(GIVEN REQUEST 1)
Answer these from the passage on prison programs, one line each:
(a) By about what percentage are present programs likely reducing the rate of reoffence?
(b) What local newsmagazine does the Byfield family produce?
(c) Whose term is "glittering image"?

Programs mustn't waffle. They need directly to confront the criminal behaviour that has become part of the offender's lifestyle. An interesting sideline on the above is the degree to which lack of verbal skills (often associated with an upbringing of poverty and/or abuse) is associated with criminal violence. Also, in the case of the aboriginal population, very promising results have come from reintroducing native spirituality and counselling by Elders within the prison system, restoring to the offender a sense of purpose, self-esteem, and a creative and hopeful attitude to future career.
Programs within the institutional prison environment are less successful than when offered to parolees when they are "out on the street". Statistics seem to show that, once violent behaviour has been brought under control, the safest means of preventing a recurrence of criminal behaviour is in fact early parole, with extensive follow up in the community and the threat that parole can be revoked if its conditions are not observed. Day parole, before giving full parole, is a sound indicator of who can be trusted with more freedom, and who can not. Indeed, the Auditor General laments that far too little of Corrections resources are made available to "help offenders make the transition from the institution to the community" - so making it more likely that those released from prison will reoffend from want of adequate community support, particularly in the matter of obtaining employment.
What can be expected from all this? Alas, not perfection. Programs as they are at present, good and bad lumped together, are likely currently reducing the rate of reoffence by about ten per cent. Theoretically, this figure can likely be increased to thirty or forty per cent by appropriate programming.
I raise all of this, because, while I admire the courage of the Byfield family in producing their local newsmagazine "Alberta Report", my gorge repeatedly rises at the "beat them into shape" boarding school mentality of so many of its editorial writings. It's as if the psychological traumas caused to the aboriginal population in residential schools, let alone to the products of the English public school system, never existed.
Withdrawing children from home, family, culture and often enough, contact with the opposite sex, and using violence to instil "Christian" morality, is hardly the perfect process to produce good citizens: maybe my own graduation from the process gives me this empathy for those who do time in the penal system, which, of course, is not so different. The danger of producing conformity through violence is to create a persona with a mass of insecurities and sexual and other deviations hiding behind a "glittering image" (to use Susan Howatch's term) of utter competence and perfection. Of such are sexual deviates and serial killers made.

(GIVEN REQUEST 2)
Output part of the records as a Markdown table with the columns No. and Line, giving each line its own numbered row and leaving out blank lines. Begin at the line of the records that has "Put a marker on every instance of the distant shoreline, one", and stop after the line that has "[(331, 218)]".

(DATA TO USE)
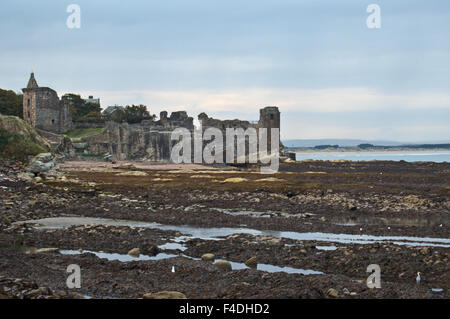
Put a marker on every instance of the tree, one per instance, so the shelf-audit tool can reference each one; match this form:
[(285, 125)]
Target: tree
[(82, 111), (11, 103), (137, 113), (130, 114)]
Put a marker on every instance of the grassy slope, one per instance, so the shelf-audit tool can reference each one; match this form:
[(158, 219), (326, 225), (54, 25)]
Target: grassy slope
[(18, 140)]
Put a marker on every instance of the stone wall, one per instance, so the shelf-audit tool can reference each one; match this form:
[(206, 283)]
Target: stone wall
[(44, 110), (151, 140)]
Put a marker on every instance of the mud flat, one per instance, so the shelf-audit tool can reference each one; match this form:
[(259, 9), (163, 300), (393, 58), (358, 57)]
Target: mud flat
[(313, 226)]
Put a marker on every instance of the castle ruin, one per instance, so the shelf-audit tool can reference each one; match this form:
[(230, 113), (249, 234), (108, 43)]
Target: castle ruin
[(150, 139), (43, 109)]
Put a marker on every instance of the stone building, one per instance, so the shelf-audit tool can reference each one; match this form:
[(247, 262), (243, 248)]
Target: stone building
[(43, 109), (151, 139)]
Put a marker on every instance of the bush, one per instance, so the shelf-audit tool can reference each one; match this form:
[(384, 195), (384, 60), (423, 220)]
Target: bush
[(16, 147)]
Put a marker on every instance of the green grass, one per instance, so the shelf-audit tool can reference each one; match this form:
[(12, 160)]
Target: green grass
[(16, 147), (84, 132), (90, 155)]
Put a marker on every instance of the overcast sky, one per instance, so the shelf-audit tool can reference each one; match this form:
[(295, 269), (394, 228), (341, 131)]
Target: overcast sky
[(330, 75)]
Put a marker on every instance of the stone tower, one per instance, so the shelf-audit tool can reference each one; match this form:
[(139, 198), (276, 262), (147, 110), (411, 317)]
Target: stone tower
[(44, 110), (269, 117)]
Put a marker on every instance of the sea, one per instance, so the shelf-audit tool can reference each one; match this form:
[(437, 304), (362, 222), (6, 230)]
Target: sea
[(407, 156)]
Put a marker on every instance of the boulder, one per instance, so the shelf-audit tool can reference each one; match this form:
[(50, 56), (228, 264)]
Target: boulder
[(41, 163), (208, 257), (26, 177), (135, 252), (223, 265), (332, 293), (46, 250), (165, 295), (252, 263)]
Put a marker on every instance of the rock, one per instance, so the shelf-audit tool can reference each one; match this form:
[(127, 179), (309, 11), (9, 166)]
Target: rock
[(26, 177), (37, 179), (165, 295), (41, 163), (208, 257), (153, 250), (332, 293), (133, 173), (274, 241), (252, 263), (223, 265), (46, 250), (235, 180), (135, 252)]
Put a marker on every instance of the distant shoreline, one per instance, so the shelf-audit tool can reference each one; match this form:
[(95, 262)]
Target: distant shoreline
[(309, 150)]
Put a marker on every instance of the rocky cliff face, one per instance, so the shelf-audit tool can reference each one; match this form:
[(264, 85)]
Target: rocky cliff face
[(18, 140)]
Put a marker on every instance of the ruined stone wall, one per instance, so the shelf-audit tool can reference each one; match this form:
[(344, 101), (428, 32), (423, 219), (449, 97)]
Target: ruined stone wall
[(269, 118), (43, 109), (134, 141), (151, 140)]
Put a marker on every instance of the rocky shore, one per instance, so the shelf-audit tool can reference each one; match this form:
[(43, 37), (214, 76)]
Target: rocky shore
[(309, 231)]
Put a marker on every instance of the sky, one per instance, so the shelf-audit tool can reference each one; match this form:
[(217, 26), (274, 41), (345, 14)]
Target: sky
[(330, 75)]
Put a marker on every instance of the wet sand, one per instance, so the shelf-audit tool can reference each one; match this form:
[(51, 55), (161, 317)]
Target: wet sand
[(331, 218)]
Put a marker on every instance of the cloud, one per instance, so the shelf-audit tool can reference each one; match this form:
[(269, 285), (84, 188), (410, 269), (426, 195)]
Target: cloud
[(288, 100)]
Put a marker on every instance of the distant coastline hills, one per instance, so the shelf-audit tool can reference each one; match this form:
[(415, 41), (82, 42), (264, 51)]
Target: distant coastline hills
[(355, 144)]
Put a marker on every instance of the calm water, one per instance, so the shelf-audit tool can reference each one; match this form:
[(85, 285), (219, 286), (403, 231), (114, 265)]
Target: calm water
[(413, 156)]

(EXERCISE RESPONSE 1)
(a) About ten per cent.
(b) "Alberta Report".
(c) Susan Howatch's.

(EXERCISE RESPONSE 2)
| No. | Line |
|---|---|
| 1 | Put a marker on every instance of the distant shoreline, one per instance, so the shelf-audit tool can reference each one; match this form: |
| 2 | [(95, 262)] |
| 3 | Target: distant shoreline |
| 4 | [(309, 150)] |
| 5 | Put a marker on every instance of the rocky cliff face, one per instance, so the shelf-audit tool can reference each one; match this form: |
| 6 | [(264, 85)] |
| 7 | Target: rocky cliff face |
| 8 | [(18, 140)] |
| 9 | Put a marker on every instance of the ruined stone wall, one per instance, so the shelf-audit tool can reference each one; match this form: |
| 10 | [(344, 101), (428, 32), (423, 219), (449, 97)] |
| 11 | Target: ruined stone wall |
| 12 | [(269, 118), (43, 109), (134, 141), (151, 140)] |
| 13 | Put a marker on every instance of the rocky shore, one per instance, so the shelf-audit tool can reference each one; match this form: |
| 14 | [(43, 37), (214, 76)] |
| 15 | Target: rocky shore |
| 16 | [(309, 231)] |
| 17 | Put a marker on every instance of the sky, one per instance, so the shelf-audit tool can reference each one; match this form: |
| 18 | [(217, 26), (274, 41), (345, 14)] |
| 19 | Target: sky |
| 20 | [(330, 75)] |
| 21 | Put a marker on every instance of the wet sand, one per instance, so the shelf-audit tool can reference each one; match this form: |
| 22 | [(51, 55), (161, 317)] |
| 23 | Target: wet sand |
| 24 | [(331, 218)] |